▽

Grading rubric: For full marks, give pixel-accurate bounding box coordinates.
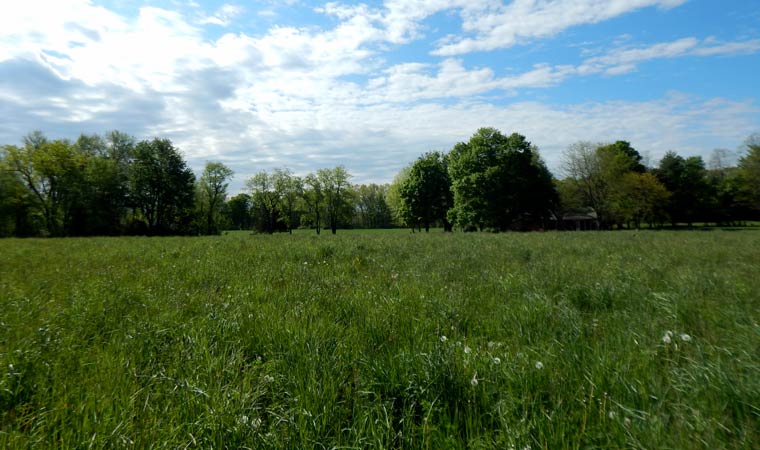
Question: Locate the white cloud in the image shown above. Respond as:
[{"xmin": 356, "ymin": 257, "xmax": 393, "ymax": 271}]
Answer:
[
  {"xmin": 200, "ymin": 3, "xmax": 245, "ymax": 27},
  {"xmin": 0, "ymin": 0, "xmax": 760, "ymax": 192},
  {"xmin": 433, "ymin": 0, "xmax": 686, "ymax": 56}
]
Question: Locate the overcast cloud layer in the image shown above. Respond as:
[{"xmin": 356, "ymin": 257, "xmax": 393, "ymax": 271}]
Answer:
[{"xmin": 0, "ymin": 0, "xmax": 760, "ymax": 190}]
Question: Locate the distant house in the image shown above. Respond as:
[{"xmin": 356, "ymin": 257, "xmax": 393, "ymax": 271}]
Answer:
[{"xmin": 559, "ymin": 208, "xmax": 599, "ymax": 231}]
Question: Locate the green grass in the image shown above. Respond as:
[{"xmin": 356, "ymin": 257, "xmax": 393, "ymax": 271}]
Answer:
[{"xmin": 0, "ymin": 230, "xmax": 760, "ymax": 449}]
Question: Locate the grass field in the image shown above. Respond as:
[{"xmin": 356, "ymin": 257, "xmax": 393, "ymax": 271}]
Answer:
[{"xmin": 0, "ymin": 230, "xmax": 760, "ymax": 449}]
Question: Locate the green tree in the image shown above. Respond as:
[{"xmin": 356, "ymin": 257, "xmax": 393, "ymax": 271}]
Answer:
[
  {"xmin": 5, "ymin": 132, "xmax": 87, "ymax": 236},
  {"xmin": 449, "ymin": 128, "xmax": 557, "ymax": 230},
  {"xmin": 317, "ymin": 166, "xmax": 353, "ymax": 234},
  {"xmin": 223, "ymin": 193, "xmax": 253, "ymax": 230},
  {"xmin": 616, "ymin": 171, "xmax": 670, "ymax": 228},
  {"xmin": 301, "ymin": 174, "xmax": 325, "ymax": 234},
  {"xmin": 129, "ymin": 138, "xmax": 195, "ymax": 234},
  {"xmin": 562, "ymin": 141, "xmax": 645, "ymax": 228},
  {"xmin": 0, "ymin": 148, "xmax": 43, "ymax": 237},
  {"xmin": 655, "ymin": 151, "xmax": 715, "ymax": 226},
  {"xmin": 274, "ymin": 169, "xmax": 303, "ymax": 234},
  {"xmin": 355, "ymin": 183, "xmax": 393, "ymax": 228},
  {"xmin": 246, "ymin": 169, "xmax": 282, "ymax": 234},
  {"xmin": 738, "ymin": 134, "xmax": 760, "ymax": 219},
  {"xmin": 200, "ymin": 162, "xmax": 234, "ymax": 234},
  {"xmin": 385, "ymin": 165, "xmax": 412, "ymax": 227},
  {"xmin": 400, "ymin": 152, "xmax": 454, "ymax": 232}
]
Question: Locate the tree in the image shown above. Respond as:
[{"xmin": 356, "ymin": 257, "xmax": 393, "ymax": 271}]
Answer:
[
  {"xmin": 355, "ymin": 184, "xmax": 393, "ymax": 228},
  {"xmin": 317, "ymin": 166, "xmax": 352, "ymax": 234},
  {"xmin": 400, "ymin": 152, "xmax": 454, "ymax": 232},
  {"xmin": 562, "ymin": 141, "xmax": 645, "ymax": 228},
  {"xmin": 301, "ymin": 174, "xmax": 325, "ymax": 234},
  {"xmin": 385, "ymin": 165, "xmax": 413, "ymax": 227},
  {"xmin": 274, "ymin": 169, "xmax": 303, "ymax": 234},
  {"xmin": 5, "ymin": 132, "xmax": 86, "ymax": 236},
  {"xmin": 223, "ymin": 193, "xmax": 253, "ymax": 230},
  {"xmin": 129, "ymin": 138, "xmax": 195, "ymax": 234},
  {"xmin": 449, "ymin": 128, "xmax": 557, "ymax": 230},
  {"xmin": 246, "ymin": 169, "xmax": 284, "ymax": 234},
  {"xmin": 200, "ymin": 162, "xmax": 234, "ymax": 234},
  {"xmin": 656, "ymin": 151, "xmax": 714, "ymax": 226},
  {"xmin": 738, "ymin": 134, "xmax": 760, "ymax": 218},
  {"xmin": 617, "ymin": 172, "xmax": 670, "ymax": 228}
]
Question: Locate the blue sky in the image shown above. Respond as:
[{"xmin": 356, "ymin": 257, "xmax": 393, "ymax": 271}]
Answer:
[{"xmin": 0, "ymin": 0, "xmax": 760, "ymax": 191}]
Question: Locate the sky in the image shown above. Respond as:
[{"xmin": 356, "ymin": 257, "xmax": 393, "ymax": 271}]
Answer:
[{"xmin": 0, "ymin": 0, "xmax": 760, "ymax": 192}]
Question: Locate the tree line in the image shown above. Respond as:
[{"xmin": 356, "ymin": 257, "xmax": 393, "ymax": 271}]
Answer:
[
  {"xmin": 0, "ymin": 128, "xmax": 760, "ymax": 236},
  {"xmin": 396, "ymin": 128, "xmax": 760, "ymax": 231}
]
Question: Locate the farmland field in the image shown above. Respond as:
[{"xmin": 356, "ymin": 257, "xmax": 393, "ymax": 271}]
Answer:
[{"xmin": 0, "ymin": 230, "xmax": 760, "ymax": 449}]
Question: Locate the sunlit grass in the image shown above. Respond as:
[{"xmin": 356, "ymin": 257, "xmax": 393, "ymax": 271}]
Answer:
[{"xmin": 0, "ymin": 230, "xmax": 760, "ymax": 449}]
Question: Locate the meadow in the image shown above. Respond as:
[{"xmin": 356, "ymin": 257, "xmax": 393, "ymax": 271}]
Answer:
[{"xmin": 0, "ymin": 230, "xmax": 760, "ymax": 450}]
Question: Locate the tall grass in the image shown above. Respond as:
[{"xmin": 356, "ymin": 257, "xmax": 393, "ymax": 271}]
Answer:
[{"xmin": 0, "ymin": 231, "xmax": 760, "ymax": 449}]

△
▽

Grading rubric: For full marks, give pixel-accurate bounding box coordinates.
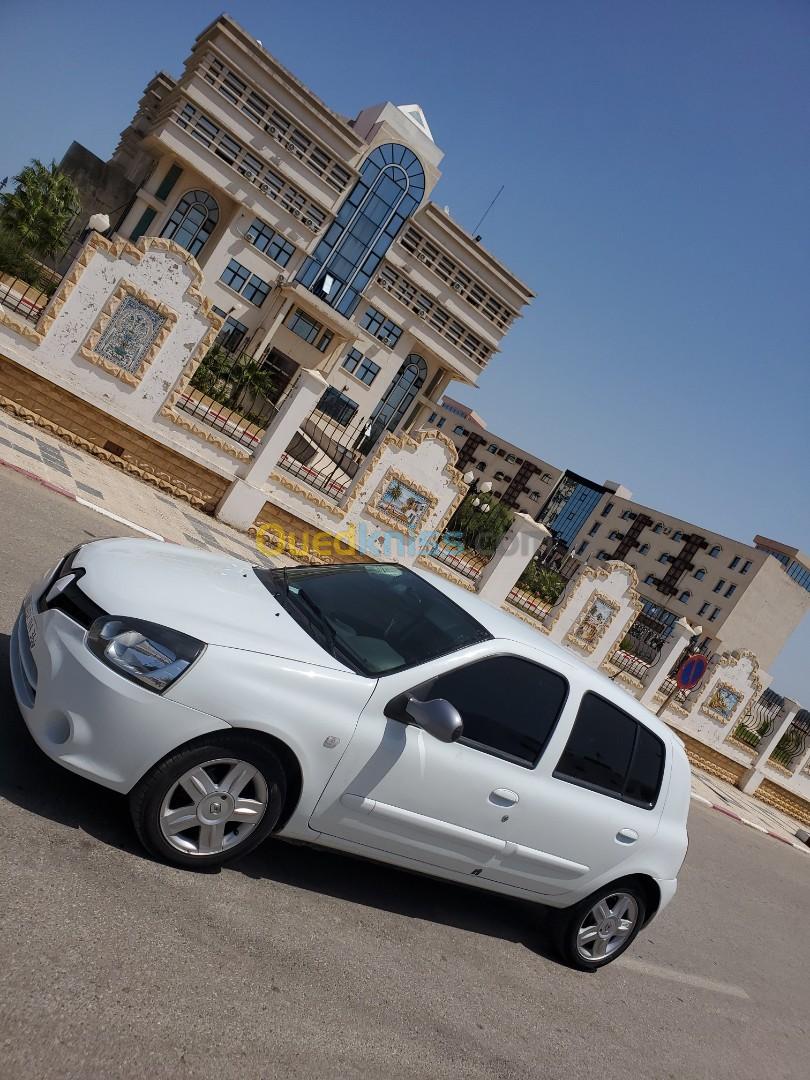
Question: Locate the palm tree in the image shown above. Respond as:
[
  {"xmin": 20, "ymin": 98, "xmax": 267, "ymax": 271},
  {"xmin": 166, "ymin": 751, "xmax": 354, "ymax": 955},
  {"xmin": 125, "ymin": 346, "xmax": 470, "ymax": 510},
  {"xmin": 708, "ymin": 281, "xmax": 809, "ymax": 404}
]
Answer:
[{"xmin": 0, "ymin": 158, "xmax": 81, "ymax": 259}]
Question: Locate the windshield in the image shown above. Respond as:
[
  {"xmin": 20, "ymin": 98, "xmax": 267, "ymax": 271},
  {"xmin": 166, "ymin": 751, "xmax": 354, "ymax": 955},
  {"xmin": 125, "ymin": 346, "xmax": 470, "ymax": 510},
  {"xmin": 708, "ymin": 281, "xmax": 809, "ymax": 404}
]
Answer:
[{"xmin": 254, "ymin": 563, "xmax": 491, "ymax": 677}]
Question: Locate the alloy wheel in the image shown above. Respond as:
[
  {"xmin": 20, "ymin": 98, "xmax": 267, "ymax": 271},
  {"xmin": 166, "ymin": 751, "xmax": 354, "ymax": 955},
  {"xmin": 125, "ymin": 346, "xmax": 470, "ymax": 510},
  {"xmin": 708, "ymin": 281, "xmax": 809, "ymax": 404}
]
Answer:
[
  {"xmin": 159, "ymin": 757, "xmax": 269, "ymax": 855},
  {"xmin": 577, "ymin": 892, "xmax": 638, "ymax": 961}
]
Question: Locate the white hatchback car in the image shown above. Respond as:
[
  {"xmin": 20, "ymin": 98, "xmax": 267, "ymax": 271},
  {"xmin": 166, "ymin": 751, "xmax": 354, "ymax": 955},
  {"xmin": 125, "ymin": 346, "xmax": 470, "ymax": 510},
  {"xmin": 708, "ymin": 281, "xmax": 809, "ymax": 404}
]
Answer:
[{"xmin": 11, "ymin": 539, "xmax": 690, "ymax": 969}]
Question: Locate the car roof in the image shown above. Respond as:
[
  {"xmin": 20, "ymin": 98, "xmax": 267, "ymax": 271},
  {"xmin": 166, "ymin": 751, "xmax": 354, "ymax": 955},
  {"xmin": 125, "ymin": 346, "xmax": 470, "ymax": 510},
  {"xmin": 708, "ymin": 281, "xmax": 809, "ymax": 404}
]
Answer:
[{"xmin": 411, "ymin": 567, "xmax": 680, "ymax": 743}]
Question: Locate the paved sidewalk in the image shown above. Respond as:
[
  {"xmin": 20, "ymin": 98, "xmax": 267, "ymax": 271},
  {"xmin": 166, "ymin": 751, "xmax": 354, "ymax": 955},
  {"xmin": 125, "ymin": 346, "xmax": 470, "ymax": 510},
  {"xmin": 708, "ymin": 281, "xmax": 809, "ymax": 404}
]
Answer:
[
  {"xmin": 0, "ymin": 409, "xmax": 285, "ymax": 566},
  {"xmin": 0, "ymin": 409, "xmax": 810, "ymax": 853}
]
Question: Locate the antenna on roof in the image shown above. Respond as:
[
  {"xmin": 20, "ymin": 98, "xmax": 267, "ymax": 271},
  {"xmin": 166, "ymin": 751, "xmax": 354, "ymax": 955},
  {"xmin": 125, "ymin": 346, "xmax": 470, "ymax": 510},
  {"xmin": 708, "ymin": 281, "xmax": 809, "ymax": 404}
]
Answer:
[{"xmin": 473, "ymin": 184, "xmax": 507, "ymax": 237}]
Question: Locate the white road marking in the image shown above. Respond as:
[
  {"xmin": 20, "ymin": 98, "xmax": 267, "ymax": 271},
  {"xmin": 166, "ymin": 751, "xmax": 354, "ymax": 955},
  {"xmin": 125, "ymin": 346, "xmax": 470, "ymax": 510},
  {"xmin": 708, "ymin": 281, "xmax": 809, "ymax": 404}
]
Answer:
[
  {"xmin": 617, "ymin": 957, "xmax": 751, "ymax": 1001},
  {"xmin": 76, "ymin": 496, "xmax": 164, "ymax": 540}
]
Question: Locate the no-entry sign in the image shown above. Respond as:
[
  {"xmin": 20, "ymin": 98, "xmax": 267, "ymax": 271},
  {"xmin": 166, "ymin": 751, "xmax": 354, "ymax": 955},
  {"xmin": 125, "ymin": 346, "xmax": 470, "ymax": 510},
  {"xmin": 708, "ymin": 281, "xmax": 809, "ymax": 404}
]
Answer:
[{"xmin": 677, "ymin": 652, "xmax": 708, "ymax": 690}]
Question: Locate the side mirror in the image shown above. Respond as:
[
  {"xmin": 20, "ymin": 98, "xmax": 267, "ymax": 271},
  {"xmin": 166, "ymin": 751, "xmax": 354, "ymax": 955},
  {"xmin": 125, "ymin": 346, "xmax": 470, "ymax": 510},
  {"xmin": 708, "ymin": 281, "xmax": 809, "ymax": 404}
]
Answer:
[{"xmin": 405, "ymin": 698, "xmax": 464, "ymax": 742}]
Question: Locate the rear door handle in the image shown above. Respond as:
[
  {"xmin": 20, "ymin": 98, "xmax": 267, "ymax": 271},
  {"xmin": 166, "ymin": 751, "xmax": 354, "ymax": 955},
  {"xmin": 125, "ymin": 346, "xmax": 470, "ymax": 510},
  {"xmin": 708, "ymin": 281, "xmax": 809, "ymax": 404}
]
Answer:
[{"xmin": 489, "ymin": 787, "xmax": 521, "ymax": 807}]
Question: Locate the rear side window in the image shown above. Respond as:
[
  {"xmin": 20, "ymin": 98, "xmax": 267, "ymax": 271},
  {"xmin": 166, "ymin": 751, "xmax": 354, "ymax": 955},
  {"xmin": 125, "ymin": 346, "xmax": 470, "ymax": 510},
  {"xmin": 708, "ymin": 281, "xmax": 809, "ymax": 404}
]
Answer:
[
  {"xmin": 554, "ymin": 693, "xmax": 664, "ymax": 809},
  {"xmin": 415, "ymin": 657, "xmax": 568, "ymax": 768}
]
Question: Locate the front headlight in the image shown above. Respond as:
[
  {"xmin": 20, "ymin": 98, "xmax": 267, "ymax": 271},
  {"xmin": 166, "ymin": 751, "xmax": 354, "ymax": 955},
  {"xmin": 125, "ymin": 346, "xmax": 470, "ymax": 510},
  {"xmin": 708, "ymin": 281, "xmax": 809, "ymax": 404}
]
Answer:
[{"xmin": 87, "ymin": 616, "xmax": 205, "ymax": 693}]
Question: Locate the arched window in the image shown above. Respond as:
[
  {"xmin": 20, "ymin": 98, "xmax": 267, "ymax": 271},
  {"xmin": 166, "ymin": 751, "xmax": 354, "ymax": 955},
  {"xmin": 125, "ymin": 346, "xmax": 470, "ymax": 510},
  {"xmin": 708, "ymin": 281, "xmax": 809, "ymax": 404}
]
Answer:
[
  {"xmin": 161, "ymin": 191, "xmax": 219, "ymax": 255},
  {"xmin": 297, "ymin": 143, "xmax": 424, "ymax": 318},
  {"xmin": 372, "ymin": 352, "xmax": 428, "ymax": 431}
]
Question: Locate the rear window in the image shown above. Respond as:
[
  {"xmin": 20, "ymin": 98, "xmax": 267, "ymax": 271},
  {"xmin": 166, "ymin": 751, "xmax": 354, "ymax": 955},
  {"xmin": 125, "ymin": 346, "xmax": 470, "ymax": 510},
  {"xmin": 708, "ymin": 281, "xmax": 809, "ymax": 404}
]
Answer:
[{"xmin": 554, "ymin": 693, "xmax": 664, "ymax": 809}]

△

PROBLEM STATEMENT => Show each line of the listing above that contains the word "roof", copying every such line in full.

REPLY TO THE EXERCISE =>
Question: Locate the car roof in the image shown above. Respond as:
Question: Locate the antenna on roof in the image shown above. Respond as:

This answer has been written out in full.